%%
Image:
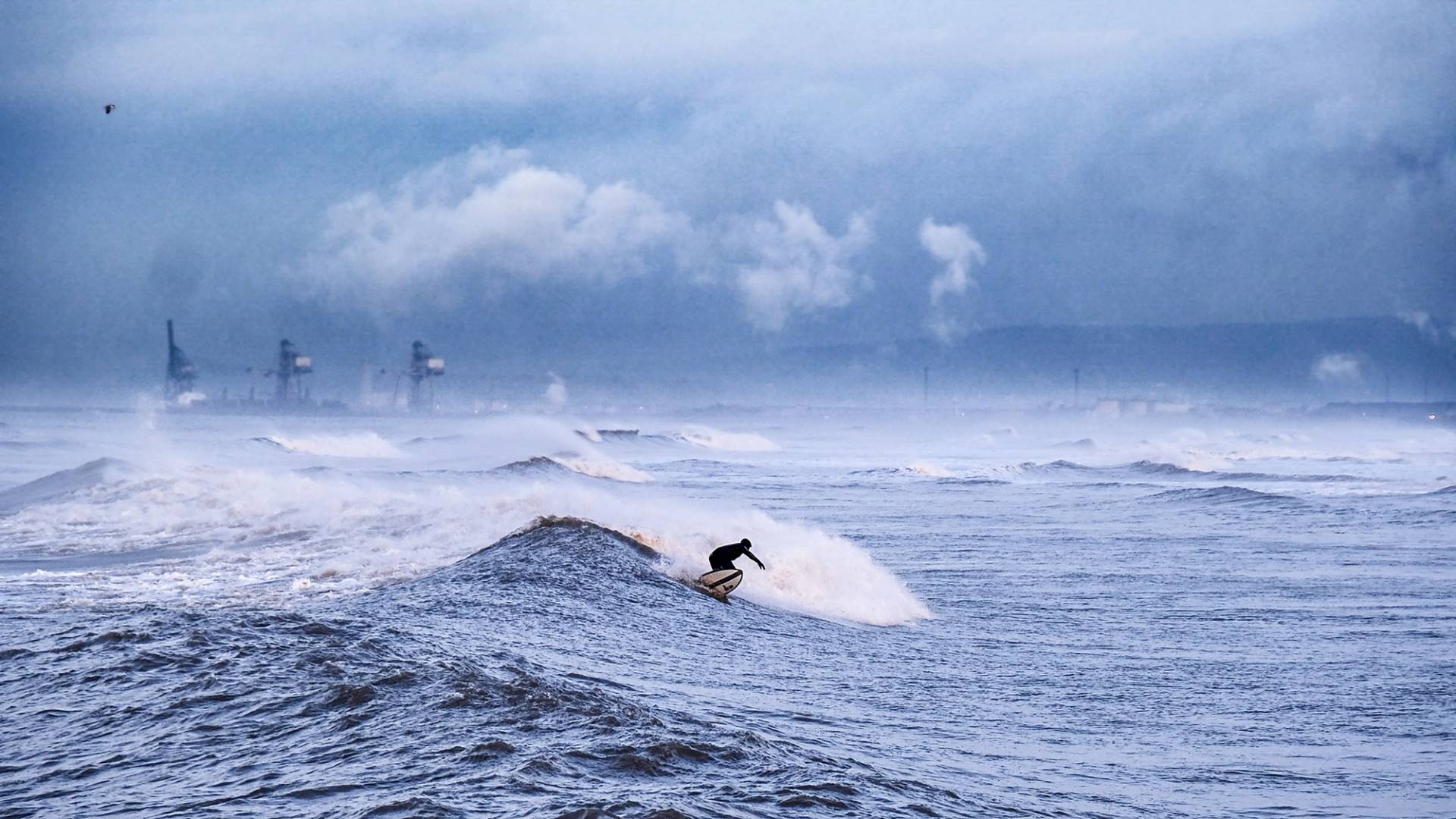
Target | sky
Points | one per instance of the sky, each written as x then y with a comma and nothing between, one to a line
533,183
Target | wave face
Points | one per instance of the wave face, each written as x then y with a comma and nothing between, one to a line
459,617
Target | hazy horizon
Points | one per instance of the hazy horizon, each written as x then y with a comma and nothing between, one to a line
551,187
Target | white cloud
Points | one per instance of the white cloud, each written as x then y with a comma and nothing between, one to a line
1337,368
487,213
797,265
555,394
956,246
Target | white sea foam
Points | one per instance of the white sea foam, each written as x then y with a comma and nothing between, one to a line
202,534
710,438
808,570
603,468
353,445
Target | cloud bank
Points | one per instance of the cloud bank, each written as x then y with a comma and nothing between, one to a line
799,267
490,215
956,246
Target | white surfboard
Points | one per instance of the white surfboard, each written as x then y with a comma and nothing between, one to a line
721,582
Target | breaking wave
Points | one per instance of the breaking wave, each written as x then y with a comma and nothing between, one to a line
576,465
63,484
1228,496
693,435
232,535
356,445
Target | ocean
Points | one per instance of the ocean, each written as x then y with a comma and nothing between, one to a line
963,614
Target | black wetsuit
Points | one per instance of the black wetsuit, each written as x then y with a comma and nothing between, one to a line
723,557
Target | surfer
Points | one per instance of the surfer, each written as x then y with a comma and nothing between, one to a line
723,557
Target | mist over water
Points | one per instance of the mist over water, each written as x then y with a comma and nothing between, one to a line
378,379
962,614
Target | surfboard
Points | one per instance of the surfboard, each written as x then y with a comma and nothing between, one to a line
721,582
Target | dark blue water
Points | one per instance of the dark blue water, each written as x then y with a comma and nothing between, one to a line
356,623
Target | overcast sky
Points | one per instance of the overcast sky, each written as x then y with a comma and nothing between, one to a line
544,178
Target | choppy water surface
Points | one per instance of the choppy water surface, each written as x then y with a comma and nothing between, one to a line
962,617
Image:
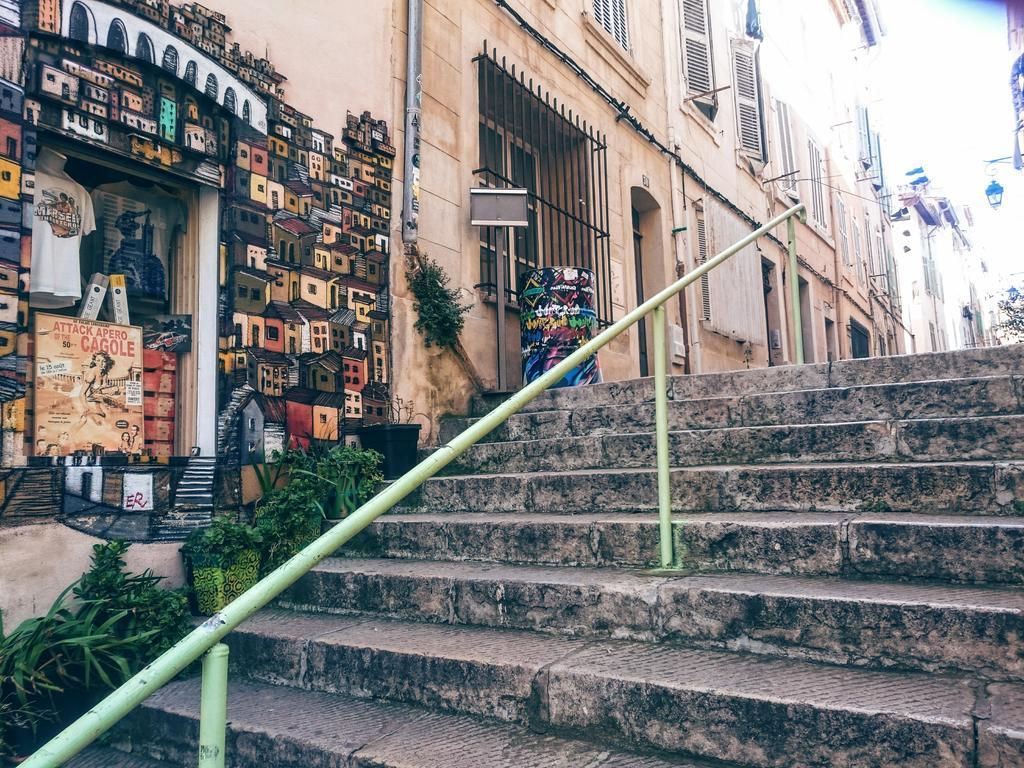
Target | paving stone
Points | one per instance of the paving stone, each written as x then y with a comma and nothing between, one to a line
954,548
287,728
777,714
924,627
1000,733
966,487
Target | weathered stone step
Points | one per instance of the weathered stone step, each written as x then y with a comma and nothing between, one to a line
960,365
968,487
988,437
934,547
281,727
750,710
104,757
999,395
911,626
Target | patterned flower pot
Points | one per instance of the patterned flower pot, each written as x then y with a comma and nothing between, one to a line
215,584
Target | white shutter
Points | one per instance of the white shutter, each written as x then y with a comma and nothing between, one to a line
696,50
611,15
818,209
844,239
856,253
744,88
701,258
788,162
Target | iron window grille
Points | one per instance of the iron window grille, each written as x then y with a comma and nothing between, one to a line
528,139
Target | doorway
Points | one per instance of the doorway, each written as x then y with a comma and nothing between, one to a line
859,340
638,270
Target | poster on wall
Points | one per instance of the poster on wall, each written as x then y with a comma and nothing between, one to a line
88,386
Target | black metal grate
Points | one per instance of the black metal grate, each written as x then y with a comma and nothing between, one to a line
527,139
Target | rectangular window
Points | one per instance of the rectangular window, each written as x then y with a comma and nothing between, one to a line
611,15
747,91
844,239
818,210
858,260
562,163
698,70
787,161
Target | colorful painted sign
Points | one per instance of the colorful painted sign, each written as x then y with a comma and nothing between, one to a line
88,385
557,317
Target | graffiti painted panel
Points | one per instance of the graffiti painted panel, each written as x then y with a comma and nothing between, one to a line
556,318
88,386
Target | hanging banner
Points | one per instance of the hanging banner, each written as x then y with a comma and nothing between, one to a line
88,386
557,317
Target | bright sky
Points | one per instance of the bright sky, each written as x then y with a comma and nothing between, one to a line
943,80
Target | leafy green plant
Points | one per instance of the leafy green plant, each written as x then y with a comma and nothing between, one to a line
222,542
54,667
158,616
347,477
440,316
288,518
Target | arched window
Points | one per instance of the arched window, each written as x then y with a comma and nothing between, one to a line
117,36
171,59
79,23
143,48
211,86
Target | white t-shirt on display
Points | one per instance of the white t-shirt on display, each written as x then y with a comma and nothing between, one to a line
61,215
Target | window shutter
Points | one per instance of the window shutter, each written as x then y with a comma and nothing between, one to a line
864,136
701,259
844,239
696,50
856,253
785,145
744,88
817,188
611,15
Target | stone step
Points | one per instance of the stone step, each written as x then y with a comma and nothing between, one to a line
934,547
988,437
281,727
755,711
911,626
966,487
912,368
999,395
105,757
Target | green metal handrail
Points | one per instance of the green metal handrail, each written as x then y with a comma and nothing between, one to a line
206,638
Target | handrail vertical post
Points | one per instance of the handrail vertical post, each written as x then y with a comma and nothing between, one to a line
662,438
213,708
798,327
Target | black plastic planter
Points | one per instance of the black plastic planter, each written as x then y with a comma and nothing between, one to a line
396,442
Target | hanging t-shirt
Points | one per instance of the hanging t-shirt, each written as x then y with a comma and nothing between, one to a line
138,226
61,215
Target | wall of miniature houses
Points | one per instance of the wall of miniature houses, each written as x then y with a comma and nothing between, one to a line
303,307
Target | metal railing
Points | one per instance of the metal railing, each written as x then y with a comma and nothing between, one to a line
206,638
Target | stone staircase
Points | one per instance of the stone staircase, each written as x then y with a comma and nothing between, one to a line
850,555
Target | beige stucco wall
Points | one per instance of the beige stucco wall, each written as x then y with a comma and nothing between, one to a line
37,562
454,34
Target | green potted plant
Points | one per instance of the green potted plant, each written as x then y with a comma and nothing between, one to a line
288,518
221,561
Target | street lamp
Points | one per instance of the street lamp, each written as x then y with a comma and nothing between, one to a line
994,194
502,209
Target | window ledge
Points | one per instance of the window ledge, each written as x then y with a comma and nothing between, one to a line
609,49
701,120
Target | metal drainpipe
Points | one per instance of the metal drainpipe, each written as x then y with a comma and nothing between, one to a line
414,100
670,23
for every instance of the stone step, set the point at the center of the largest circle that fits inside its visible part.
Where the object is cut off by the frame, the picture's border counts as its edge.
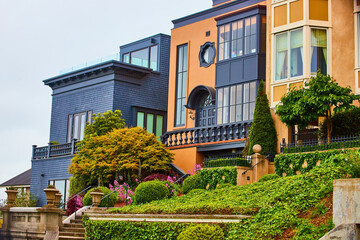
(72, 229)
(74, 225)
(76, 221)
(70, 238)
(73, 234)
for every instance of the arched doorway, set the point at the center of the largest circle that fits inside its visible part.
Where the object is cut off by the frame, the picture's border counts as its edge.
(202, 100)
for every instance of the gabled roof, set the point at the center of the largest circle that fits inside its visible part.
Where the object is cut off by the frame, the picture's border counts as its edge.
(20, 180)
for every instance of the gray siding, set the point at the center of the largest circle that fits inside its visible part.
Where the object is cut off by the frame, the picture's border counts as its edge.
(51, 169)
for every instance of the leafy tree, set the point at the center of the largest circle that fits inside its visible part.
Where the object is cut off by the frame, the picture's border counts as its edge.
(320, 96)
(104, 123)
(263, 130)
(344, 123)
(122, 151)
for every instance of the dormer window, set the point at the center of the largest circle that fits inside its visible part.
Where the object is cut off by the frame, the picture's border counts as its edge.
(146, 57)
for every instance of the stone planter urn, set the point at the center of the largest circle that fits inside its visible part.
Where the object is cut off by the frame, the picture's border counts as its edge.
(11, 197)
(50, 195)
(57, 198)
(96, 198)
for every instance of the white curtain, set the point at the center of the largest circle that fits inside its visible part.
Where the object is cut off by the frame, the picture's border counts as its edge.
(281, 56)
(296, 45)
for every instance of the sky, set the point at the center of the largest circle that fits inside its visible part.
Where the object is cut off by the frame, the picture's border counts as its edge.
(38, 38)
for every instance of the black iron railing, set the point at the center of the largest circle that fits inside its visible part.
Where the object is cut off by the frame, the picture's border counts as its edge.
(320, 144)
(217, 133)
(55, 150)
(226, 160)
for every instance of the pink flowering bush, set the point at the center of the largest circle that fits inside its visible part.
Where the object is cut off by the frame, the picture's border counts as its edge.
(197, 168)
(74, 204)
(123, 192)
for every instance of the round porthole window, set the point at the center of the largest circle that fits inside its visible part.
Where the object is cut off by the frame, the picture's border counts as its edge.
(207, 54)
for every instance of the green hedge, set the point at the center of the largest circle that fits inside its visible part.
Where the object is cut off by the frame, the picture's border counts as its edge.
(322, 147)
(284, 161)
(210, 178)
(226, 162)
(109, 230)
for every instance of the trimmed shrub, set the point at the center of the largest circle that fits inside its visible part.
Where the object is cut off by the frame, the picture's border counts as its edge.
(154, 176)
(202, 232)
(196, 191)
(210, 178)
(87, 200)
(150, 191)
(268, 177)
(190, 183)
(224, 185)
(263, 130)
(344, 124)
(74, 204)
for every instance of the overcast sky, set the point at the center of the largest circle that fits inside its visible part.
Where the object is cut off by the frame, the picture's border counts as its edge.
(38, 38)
%%
=== Exercise brief ===
When you reach the line holding "Points | one per instance of the hazy" in the records above, begin reproducing exactly, stop after the line holding "Target | surfer", and output nothing else.

=== Result of this task ===
Points | one per instance of the hazy horizon, each written as x then y with a comma and nothing between, one to a line
551,187
Target | white cloud
Points | one per instance of the white cloud, each written as x then y with a comma and nothing between, one to a line
1337,368
487,213
797,265
555,394
956,246
Target | white sea foam
Points | one per instance of the white sea foam, each written as x then y with a comma and nothing between, one to a line
202,534
710,438
808,570
603,468
353,445
Target | cloud bank
Points | one per instance of the cloud bank, each written as x then y with a comma and nothing between, one to a line
799,267
490,215
956,246
Target | white surfboard
Points | one per instance of the white surfboard, each written as x then y with a comma and nothing between, one to a line
721,582
Target | breaking wave
Points | one per instance of the breaking wave, each written as x then y with a comma and nothing between, one to a line
576,465
63,484
1228,496
693,435
232,535
356,445
Target | ocean
Points | one per instance of the ocean, each written as x then y with a comma and nothing between, one to a line
963,614
Target | black wetsuit
Points | one per instance of the black wetsuit, each written as x then y with a comma and nothing between, one to a line
723,557
Target | surfer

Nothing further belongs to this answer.